_WHAT THE EXERCISE ASKS:_
The records that follow are to be given again exactly, with their pictures omitted.

--- SUPPLIED MATERIAL Enclosed Below ---

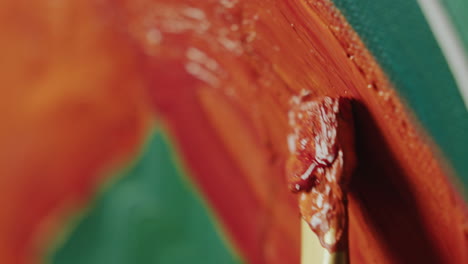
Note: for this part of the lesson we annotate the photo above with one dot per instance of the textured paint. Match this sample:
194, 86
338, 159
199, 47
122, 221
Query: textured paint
149, 215
220, 73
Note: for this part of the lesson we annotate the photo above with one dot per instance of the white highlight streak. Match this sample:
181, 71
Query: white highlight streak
449, 42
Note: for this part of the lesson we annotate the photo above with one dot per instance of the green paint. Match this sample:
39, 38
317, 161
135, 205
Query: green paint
149, 215
458, 11
397, 34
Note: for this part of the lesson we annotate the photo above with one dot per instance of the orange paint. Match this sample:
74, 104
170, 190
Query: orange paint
76, 82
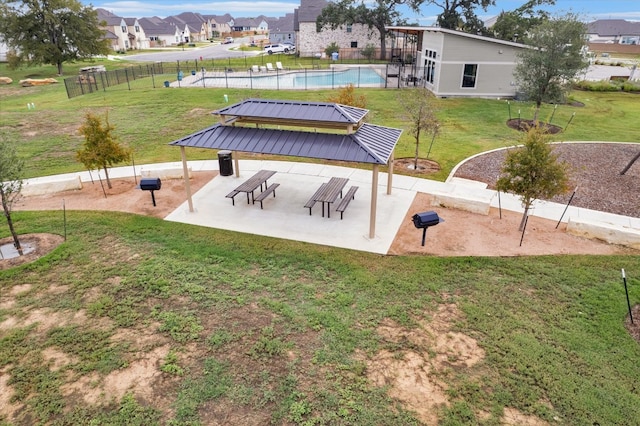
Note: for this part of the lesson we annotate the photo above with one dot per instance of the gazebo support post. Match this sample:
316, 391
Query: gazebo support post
185, 174
374, 201
236, 163
390, 174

--- End of Enclosed SUPPLIED MATERIAL ---

_WRITTEN SOLUTION:_
Note: for this part of the lesson we annotate the photo above with one dot per instance of the textured paint. Match this sample:
194, 86
338, 159
199, 47
122, 221
Query: textured paint
149, 215
220, 73
Note: for this part of the lesson we annotate the photo above with one dot per instance of the white highlight streak. Match this sample:
181, 71
Query: white highlight streak
449, 42
Note: for this part of the lesson we annotate the photo above with one dot per instance of the green paint. Match this sample:
39, 38
317, 161
135, 205
Query: green paint
149, 215
458, 11
397, 34
Note: for this part of the lesson we annotate the photo above with one dot per instance of the orange paint. Match this sample:
74, 104
170, 190
Query: orange paint
76, 82
Note: for this part of the lesson we annotate the photo above with one dot per instance of the gazebo support post. Match this sample:
316, 391
Query: gazebo support post
185, 174
374, 201
236, 163
390, 174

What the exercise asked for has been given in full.